EXERCISE:
Return exactly the lines of the records below, starting at the line that contains "Drop a point on each instance of the wooden post." and ending at the line that contains "Drop a point on each instance of the person in dark", with both of those lines kept.

── DATA EXTRACTS

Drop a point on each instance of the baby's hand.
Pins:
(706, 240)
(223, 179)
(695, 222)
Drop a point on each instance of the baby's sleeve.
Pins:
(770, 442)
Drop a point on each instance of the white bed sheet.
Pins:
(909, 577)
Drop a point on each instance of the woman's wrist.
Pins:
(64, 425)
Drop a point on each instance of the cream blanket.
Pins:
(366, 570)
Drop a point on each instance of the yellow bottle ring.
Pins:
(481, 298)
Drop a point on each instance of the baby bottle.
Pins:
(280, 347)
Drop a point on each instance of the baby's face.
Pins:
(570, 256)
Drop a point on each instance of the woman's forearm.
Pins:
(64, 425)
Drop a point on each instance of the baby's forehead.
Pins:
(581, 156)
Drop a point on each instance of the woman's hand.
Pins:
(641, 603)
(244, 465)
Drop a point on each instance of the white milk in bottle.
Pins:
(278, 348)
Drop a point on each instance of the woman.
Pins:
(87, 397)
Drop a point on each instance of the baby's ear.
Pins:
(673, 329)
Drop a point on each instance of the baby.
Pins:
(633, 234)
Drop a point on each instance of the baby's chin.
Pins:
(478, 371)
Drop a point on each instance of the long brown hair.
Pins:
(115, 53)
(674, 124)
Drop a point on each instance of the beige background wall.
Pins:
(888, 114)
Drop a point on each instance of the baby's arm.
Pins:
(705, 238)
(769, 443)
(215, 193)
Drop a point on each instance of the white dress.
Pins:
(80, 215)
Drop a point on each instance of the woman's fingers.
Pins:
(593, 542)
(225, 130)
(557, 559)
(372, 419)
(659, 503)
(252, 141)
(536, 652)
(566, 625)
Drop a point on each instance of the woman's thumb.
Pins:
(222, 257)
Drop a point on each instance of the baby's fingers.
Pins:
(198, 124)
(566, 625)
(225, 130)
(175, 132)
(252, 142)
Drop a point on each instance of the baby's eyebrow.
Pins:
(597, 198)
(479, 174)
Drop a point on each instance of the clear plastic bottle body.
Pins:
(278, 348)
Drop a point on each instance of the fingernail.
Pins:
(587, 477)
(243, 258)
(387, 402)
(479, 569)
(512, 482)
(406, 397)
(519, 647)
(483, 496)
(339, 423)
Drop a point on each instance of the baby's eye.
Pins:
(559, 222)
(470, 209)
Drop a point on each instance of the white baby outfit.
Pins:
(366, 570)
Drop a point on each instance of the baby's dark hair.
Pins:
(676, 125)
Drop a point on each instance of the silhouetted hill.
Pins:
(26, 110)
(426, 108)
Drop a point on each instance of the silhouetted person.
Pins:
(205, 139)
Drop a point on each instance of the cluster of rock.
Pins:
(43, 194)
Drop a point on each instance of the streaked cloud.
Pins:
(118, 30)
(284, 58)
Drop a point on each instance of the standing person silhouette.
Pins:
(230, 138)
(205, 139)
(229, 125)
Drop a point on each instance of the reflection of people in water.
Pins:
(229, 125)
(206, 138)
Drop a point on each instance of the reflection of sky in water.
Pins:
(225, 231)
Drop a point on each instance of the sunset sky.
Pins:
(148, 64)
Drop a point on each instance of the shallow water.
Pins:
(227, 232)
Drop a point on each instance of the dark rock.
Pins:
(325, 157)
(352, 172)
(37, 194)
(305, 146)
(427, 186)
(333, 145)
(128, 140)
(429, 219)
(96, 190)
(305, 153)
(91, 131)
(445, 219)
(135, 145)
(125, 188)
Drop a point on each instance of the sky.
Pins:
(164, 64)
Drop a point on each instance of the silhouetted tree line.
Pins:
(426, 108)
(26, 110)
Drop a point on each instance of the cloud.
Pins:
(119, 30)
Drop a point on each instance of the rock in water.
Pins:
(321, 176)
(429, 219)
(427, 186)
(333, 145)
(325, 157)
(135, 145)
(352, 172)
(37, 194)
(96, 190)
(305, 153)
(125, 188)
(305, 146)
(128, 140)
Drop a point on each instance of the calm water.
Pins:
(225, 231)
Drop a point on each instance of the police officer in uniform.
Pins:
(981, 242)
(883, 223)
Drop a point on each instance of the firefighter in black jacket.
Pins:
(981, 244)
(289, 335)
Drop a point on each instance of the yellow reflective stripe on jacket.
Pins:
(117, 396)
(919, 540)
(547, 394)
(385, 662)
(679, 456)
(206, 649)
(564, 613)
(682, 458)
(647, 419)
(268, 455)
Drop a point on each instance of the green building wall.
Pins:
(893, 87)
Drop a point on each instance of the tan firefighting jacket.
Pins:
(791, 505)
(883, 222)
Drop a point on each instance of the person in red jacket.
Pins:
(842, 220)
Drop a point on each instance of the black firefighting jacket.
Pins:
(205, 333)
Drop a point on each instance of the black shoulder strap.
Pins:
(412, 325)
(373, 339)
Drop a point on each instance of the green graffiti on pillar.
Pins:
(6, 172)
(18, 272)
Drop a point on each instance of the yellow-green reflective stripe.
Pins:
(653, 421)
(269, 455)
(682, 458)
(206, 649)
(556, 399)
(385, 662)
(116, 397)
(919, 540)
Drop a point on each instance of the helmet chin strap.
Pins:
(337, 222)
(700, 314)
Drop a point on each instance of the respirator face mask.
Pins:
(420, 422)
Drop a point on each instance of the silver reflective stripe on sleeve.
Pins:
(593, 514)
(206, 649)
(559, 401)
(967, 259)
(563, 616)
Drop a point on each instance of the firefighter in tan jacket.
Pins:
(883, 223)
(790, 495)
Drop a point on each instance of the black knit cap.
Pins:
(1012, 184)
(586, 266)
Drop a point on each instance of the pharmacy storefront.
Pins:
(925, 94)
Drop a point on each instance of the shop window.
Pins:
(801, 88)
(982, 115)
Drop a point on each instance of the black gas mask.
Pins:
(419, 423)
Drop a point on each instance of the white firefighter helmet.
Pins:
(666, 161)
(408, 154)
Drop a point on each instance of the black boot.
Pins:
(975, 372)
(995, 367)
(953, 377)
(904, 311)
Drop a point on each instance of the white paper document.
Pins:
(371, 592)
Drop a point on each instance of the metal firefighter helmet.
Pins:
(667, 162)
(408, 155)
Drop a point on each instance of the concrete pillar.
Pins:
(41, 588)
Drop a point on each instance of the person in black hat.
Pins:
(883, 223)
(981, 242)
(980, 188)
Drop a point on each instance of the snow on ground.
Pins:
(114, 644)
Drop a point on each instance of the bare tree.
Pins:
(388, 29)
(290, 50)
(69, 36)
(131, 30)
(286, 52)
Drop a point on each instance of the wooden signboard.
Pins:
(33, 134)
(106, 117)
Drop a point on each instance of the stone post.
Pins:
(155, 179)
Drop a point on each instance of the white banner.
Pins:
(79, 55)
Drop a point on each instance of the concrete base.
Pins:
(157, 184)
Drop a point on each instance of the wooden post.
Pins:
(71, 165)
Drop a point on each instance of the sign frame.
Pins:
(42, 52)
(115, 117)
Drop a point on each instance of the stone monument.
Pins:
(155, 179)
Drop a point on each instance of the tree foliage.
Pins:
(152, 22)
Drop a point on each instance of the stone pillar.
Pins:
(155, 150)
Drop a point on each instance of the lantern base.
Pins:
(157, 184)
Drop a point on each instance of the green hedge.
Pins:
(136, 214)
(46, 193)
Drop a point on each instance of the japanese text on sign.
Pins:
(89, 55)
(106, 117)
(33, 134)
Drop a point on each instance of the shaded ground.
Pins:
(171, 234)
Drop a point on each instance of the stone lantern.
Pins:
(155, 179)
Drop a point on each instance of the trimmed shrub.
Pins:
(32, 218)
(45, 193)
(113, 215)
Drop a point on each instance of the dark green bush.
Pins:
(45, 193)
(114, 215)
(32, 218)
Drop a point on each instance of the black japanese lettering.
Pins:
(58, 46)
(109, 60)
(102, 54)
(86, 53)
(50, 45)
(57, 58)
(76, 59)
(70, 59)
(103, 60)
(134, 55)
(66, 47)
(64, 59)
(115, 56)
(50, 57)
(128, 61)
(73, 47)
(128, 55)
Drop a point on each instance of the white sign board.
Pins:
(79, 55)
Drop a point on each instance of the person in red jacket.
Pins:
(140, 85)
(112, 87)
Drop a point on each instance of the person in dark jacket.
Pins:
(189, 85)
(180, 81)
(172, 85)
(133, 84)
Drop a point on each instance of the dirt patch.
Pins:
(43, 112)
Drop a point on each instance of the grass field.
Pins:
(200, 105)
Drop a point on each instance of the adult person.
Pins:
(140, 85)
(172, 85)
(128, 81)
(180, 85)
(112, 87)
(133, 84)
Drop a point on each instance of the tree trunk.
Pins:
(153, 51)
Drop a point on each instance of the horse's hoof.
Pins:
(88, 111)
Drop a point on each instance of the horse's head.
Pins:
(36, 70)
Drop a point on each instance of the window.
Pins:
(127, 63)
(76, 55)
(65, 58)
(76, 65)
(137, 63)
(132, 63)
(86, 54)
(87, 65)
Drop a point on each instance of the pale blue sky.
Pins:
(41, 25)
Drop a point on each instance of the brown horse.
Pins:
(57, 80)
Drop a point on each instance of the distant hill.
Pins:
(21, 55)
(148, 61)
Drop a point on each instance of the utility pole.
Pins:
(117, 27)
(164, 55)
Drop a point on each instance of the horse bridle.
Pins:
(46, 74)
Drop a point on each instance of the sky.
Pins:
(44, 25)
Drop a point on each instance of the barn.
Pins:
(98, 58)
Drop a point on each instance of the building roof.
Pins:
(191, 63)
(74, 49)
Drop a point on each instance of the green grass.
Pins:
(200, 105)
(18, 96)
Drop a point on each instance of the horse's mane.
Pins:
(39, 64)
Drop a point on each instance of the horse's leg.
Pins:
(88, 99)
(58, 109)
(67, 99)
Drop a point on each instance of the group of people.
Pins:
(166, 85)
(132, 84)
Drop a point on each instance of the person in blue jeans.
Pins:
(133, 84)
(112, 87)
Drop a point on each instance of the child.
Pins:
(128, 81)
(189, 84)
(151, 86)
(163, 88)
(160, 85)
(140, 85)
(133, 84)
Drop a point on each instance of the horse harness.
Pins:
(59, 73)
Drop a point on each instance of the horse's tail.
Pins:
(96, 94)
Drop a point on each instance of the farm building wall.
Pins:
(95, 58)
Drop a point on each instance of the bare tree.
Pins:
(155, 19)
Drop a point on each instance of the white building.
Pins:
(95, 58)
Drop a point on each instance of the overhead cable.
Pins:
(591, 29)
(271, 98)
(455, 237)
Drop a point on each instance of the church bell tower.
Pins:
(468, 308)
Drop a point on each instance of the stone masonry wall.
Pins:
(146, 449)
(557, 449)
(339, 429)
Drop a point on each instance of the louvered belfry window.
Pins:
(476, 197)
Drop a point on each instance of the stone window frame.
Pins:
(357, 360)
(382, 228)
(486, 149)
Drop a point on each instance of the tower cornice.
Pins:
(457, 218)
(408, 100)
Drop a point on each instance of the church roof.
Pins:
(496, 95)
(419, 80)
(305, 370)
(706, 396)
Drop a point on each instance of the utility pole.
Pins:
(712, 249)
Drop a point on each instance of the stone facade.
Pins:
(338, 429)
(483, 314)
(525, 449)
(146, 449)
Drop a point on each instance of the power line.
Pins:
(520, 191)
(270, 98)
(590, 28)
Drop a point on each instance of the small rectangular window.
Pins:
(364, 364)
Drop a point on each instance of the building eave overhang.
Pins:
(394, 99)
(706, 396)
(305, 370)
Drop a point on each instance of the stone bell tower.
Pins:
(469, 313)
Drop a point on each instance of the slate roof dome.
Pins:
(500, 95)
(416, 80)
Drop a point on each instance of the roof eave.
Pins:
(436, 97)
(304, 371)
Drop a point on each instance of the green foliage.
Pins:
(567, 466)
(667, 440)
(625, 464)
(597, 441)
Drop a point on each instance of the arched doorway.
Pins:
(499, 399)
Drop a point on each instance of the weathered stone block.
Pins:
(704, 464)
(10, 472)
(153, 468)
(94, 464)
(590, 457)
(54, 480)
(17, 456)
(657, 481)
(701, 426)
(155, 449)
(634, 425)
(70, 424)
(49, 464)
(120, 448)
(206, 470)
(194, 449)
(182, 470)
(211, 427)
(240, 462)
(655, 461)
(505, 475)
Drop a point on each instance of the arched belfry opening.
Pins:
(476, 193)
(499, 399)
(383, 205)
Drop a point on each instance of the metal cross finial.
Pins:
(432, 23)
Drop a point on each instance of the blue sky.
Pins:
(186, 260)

────

SOLUTION TO THIS TASK:
Drop a point on each instance of the wooden post.
Pins:
(71, 165)
Drop a point on each instance of the sign frame.
Pins:
(42, 52)
(115, 117)
Drop a point on each instance of the stone monument.
Pins:
(155, 179)
Drop a point on each instance of the tree foliage.
Pins:
(152, 22)
Drop a point on each instance of the stone pillar.
Pins:
(155, 150)
Drop a point on each instance of the lantern base.
Pins:
(157, 184)
Drop a point on each instance of the green hedge.
Pins:
(136, 214)
(46, 193)
Drop a point on each instance of the japanese text on sign.
Pins:
(89, 55)
(106, 117)
(33, 134)
Drop a point on each instance of the shaded ground.
Pins:
(171, 234)
Drop a point on each instance of the stone lantern.
Pins:
(155, 179)
Drop a point on each instance of the trimmed shrub.
Pins:
(32, 218)
(45, 193)
(113, 215)
Drop a point on each instance of the dark green bush.
Pins:
(45, 193)
(114, 215)
(32, 218)
Drop a point on each instance of the black japanese lettering.
Pins:
(58, 46)
(109, 60)
(102, 54)
(86, 53)
(50, 45)
(57, 58)
(76, 59)
(70, 59)
(103, 60)
(134, 55)
(66, 47)
(64, 59)
(115, 56)
(50, 57)
(128, 61)
(73, 47)
(128, 55)
Drop a point on each instance of the white sign board.
Pins:
(79, 55)
Drop a point on each instance of the person in red jacket.
Pins:
(140, 85)
(112, 87)
Drop a point on each instance of the person in dark jacket.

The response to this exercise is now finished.